*The problem*. What lines below include the word "lower"? Copy each one.

Stored data entries:
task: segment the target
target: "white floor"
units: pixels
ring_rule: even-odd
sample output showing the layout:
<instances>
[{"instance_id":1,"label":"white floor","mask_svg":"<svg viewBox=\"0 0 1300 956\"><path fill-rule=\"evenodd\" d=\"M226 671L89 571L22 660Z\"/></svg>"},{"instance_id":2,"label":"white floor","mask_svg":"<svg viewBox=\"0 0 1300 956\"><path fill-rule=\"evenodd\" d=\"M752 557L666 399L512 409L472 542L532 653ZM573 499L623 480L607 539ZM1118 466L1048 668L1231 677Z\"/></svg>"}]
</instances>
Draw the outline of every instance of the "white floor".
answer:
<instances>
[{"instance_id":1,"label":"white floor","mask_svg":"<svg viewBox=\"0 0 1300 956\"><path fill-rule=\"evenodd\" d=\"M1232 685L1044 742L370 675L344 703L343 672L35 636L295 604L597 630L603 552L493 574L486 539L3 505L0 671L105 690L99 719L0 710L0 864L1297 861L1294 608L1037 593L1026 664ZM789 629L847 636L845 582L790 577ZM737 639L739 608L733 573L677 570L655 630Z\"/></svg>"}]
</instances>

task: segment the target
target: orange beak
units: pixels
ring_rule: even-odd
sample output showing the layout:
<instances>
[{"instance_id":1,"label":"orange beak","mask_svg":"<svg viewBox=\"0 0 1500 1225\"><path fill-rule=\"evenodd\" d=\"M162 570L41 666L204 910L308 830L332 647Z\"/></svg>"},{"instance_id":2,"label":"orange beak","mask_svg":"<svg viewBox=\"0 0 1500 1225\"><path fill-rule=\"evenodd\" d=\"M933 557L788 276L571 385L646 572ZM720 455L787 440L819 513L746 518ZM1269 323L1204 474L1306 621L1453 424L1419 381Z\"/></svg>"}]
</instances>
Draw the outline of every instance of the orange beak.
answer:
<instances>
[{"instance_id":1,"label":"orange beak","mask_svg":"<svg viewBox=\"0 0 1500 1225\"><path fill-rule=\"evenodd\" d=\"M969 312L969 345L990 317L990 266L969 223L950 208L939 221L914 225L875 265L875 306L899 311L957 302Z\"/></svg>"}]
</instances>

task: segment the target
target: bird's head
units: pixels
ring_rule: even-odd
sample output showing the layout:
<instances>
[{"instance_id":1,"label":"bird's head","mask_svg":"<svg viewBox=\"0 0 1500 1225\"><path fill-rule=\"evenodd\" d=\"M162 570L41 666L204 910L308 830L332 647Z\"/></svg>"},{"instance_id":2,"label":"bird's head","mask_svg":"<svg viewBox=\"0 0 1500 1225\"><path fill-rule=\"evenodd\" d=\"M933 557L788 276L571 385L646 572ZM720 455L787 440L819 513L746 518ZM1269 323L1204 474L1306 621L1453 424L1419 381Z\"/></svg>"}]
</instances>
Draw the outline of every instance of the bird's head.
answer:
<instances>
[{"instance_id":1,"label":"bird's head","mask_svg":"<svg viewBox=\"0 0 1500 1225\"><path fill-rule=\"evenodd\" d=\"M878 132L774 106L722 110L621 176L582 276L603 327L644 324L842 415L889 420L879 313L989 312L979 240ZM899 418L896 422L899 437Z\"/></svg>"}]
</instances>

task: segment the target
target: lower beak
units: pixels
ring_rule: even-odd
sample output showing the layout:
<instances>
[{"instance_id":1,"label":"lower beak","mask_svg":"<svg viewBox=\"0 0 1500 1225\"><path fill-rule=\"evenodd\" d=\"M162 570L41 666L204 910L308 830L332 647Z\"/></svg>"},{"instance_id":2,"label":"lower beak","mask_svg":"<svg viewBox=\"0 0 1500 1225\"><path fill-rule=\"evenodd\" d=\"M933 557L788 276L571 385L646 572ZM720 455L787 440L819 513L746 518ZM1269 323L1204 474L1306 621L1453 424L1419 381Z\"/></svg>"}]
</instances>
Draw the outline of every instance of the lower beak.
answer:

*Written answer*.
target: lower beak
[{"instance_id":1,"label":"lower beak","mask_svg":"<svg viewBox=\"0 0 1500 1225\"><path fill-rule=\"evenodd\" d=\"M162 570L41 666L204 910L308 830L332 647Z\"/></svg>"},{"instance_id":2,"label":"lower beak","mask_svg":"<svg viewBox=\"0 0 1500 1225\"><path fill-rule=\"evenodd\" d=\"M933 557L788 276L571 385L646 572ZM720 455L787 440L819 513L746 518ZM1269 323L1204 474L1306 621L1453 424L1419 381Z\"/></svg>"}]
Draw the outline of every instance of the lower beak.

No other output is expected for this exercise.